## begin The input

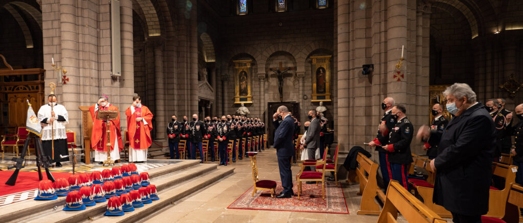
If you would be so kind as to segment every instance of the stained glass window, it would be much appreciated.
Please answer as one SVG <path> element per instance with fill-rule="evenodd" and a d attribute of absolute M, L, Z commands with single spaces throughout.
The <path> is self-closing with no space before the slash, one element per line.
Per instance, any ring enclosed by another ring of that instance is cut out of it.
<path fill-rule="evenodd" d="M 285 0 L 278 0 L 278 8 L 285 8 Z"/>
<path fill-rule="evenodd" d="M 240 13 L 247 13 L 247 0 L 239 0 L 240 1 Z"/>

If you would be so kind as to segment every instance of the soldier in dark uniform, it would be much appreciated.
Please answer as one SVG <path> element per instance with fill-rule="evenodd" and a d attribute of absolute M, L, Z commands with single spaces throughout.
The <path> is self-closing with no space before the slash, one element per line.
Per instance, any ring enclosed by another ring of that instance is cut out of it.
<path fill-rule="evenodd" d="M 188 145 L 189 145 L 189 122 L 187 122 L 187 115 L 184 115 L 184 120 L 181 122 L 181 136 L 180 139 L 184 139 L 187 142 L 186 143 L 186 147 L 187 147 Z M 191 150 L 186 149 L 187 151 L 187 157 L 184 157 L 184 159 L 187 159 L 188 157 L 191 157 Z"/>
<path fill-rule="evenodd" d="M 198 119 L 198 115 L 192 115 L 192 121 L 189 123 L 189 139 L 190 141 L 191 159 L 196 159 L 196 148 L 200 151 L 200 156 L 201 157 L 200 163 L 203 162 L 203 151 L 202 148 L 201 140 L 206 134 L 205 125 L 203 122 Z"/>
<path fill-rule="evenodd" d="M 494 134 L 496 135 L 496 151 L 494 152 L 494 161 L 499 161 L 499 158 L 501 156 L 502 152 L 502 148 L 503 142 L 505 139 L 505 131 L 506 128 L 505 125 L 507 120 L 502 114 L 499 110 L 499 102 L 496 99 L 488 99 L 485 103 L 485 108 L 487 109 L 490 113 L 492 120 L 494 120 Z"/>
<path fill-rule="evenodd" d="M 211 116 L 208 116 L 205 118 L 204 124 L 205 124 L 205 131 L 207 132 L 207 135 L 204 138 L 209 140 L 207 151 L 211 154 L 211 161 L 214 162 L 216 159 L 216 155 L 214 154 L 214 140 L 216 139 L 214 123 L 211 122 Z"/>
<path fill-rule="evenodd" d="M 392 180 L 397 180 L 408 191 L 408 165 L 414 161 L 411 153 L 414 127 L 407 119 L 405 105 L 398 104 L 392 107 L 391 115 L 396 120 L 396 124 L 391 130 L 389 143 L 382 148 L 387 150 L 388 168 Z"/>
<path fill-rule="evenodd" d="M 180 154 L 178 151 L 178 143 L 180 142 L 181 136 L 181 123 L 176 121 L 176 115 L 173 115 L 167 127 L 167 135 L 169 137 L 169 152 L 170 154 L 170 159 L 174 159 L 174 154 L 176 154 L 176 159 L 180 158 Z"/>
<path fill-rule="evenodd" d="M 239 139 L 238 141 L 238 159 L 243 159 L 243 142 L 242 142 L 243 139 L 242 138 L 243 137 L 243 123 L 242 122 L 242 120 L 240 119 L 240 116 L 235 115 L 234 116 L 234 121 L 236 122 L 236 138 Z"/>
<path fill-rule="evenodd" d="M 369 146 L 376 146 L 376 150 L 378 151 L 380 159 L 380 170 L 381 171 L 381 177 L 383 179 L 383 186 L 386 190 L 390 181 L 390 175 L 389 168 L 387 168 L 387 151 L 383 149 L 381 147 L 389 143 L 389 133 L 394 128 L 396 124 L 396 120 L 392 118 L 391 114 L 392 107 L 394 105 L 394 99 L 386 98 L 381 102 L 381 109 L 385 110 L 385 113 L 381 117 L 380 125 L 378 129 L 378 134 L 376 137 L 369 143 Z M 411 130 L 412 131 L 412 130 Z"/>
<path fill-rule="evenodd" d="M 227 166 L 227 144 L 229 142 L 231 127 L 225 115 L 222 116 L 220 122 L 216 125 L 216 139 L 218 142 L 218 154 L 220 165 Z"/>
<path fill-rule="evenodd" d="M 443 106 L 439 103 L 435 103 L 432 107 L 432 115 L 434 116 L 434 120 L 430 125 L 430 130 L 443 131 L 449 124 L 449 120 L 443 116 Z M 427 156 L 428 158 L 433 159 L 438 156 L 438 143 L 433 143 L 434 145 L 429 144 L 427 142 L 425 142 L 423 144 L 423 149 L 427 151 Z"/>
<path fill-rule="evenodd" d="M 503 98 L 498 98 L 497 102 L 499 103 L 499 111 L 507 119 L 505 124 L 506 127 L 503 131 L 503 141 L 501 145 L 501 152 L 508 154 L 512 146 L 512 135 L 514 132 L 512 130 L 512 112 L 505 109 L 505 100 Z"/>
<path fill-rule="evenodd" d="M 523 184 L 523 104 L 516 106 L 515 112 L 519 122 L 513 128 L 515 148 L 510 152 L 514 155 L 514 165 L 518 167 L 516 183 Z"/>
<path fill-rule="evenodd" d="M 227 124 L 231 127 L 231 134 L 227 137 L 228 140 L 232 140 L 232 162 L 236 162 L 236 122 L 232 119 L 232 115 L 227 115 Z"/>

## end The input

→ What is expected
Please update the items above by replacing "much appreciated" with "greatly appreciated" everywhere it occurs, keeping all other text unchanged. Omit the pictures from your answer.

→ Solution to this exercise
If you would be so kind as to segment every instance of the stained glass window, it would be greatly appreciated.
Please answer as one SVG <path> element per instance with fill-rule="evenodd" and a d attribute of absolute M, L, Z commands with single spaces throughout.
The <path> is self-closing with no space before the slash, one element per line.
Per instance, any ring enclosed by another ring of that instance is cut out of it.
<path fill-rule="evenodd" d="M 285 0 L 278 0 L 278 8 L 285 8 Z"/>
<path fill-rule="evenodd" d="M 240 13 L 247 13 L 247 0 L 239 0 L 240 1 Z"/>

If you would be so kind as to segment every instance of the soldier in dark uniform, it would be greatly appreciated.
Please answer as one SVG <path> element per instance with fill-rule="evenodd" and a d attribute of absolute M, L, Z commands with single spaces throughout.
The <path> is self-closing with no space before the slash, one element per line.
Per instance, any ring enclosed by another ring of that instance is cut out of it.
<path fill-rule="evenodd" d="M 188 145 L 189 145 L 189 122 L 187 122 L 187 115 L 184 115 L 184 120 L 181 122 L 181 136 L 180 139 L 184 139 L 187 142 L 186 143 L 186 147 L 187 147 Z M 191 150 L 186 149 L 187 151 L 187 157 L 184 157 L 184 159 L 187 159 L 188 157 L 191 157 Z"/>
<path fill-rule="evenodd" d="M 198 119 L 198 115 L 192 115 L 192 121 L 189 123 L 189 139 L 190 141 L 191 159 L 196 159 L 196 148 L 200 151 L 200 156 L 201 157 L 200 163 L 203 162 L 203 151 L 202 148 L 201 140 L 206 134 L 205 125 L 203 122 Z"/>
<path fill-rule="evenodd" d="M 494 134 L 496 135 L 496 151 L 494 152 L 494 161 L 499 161 L 499 158 L 501 156 L 502 152 L 502 148 L 503 142 L 505 139 L 505 131 L 506 128 L 505 125 L 507 120 L 502 114 L 499 110 L 499 102 L 496 99 L 488 99 L 485 103 L 485 108 L 487 109 L 490 113 L 492 120 L 494 120 Z"/>
<path fill-rule="evenodd" d="M 211 116 L 208 116 L 205 118 L 204 124 L 205 124 L 205 131 L 207 132 L 207 135 L 204 138 L 209 140 L 207 151 L 211 154 L 211 161 L 214 162 L 216 159 L 216 155 L 214 154 L 214 140 L 216 139 L 214 123 L 211 122 Z"/>
<path fill-rule="evenodd" d="M 392 180 L 397 180 L 408 191 L 408 165 L 414 161 L 411 153 L 414 127 L 407 119 L 405 105 L 398 104 L 392 107 L 391 115 L 396 120 L 396 124 L 391 130 L 389 143 L 382 148 L 387 150 L 388 168 Z"/>
<path fill-rule="evenodd" d="M 180 154 L 178 151 L 178 143 L 180 142 L 181 136 L 181 123 L 176 121 L 176 115 L 173 115 L 167 127 L 167 135 L 169 137 L 169 152 L 170 154 L 170 159 L 174 159 L 174 154 L 176 154 L 176 159 L 180 158 Z"/>
<path fill-rule="evenodd" d="M 239 139 L 238 141 L 238 159 L 243 159 L 243 142 L 242 142 L 243 139 L 242 138 L 243 137 L 243 123 L 242 122 L 242 120 L 240 119 L 240 116 L 235 115 L 234 116 L 234 121 L 236 122 L 236 138 Z"/>
<path fill-rule="evenodd" d="M 369 146 L 376 146 L 376 150 L 378 151 L 380 159 L 380 170 L 381 171 L 381 177 L 383 179 L 383 186 L 386 190 L 390 181 L 390 175 L 389 168 L 387 168 L 387 151 L 383 149 L 381 147 L 389 143 L 389 133 L 394 128 L 396 124 L 396 120 L 392 118 L 391 114 L 392 107 L 394 105 L 394 99 L 386 98 L 381 102 L 381 109 L 385 110 L 385 113 L 381 117 L 380 125 L 378 129 L 378 134 L 376 137 L 369 143 Z M 411 130 L 412 131 L 412 130 Z"/>
<path fill-rule="evenodd" d="M 227 166 L 227 144 L 229 142 L 231 127 L 225 115 L 222 116 L 220 122 L 216 125 L 216 139 L 218 142 L 218 154 L 220 165 Z"/>
<path fill-rule="evenodd" d="M 443 106 L 439 103 L 435 103 L 432 107 L 432 115 L 434 116 L 434 120 L 430 125 L 430 130 L 443 131 L 449 124 L 449 120 L 443 116 Z M 427 156 L 428 158 L 433 159 L 438 156 L 438 143 L 433 143 L 434 145 L 429 144 L 427 142 L 425 142 L 423 144 L 423 149 L 427 151 Z"/>
<path fill-rule="evenodd" d="M 503 98 L 498 98 L 497 102 L 499 103 L 499 111 L 507 119 L 505 124 L 506 127 L 503 131 L 503 141 L 501 145 L 501 152 L 508 154 L 512 146 L 512 135 L 514 132 L 512 130 L 512 112 L 505 109 L 505 100 Z"/>
<path fill-rule="evenodd" d="M 523 184 L 523 104 L 516 106 L 515 112 L 519 122 L 513 128 L 515 148 L 510 152 L 514 155 L 514 165 L 518 167 L 516 183 Z"/>
<path fill-rule="evenodd" d="M 227 124 L 231 127 L 231 134 L 227 137 L 228 140 L 232 140 L 232 162 L 236 162 L 236 122 L 232 119 L 232 115 L 227 115 Z"/>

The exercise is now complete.